→ **Aim of the task**
What is needed is an exact repeat of the lines from the line containing "rough mask: <svg" through the final line of the entries below, and nothing else.
BEGIN
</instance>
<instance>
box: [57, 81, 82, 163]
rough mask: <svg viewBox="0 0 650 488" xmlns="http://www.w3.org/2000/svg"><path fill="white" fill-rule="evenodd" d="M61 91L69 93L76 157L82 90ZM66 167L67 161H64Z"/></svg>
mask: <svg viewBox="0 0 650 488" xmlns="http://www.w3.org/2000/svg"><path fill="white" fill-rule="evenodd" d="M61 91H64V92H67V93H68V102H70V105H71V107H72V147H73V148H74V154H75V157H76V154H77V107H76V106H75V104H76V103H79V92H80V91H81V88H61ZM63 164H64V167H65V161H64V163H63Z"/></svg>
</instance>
END
→ **Exercise answer**
rough mask: <svg viewBox="0 0 650 488" xmlns="http://www.w3.org/2000/svg"><path fill="white" fill-rule="evenodd" d="M61 91L69 93L76 157L82 90ZM66 167L67 161H64Z"/></svg>
mask: <svg viewBox="0 0 650 488" xmlns="http://www.w3.org/2000/svg"><path fill="white" fill-rule="evenodd" d="M61 91H64V92H67V93H68V102H70V105H71V107H72V147H73V148H74V154H75V157H76V154H77V107H76V106H75V104H76V103H79V92H80V91H81V88H61ZM63 164H64V167H65V161H64V163H63Z"/></svg>
</instance>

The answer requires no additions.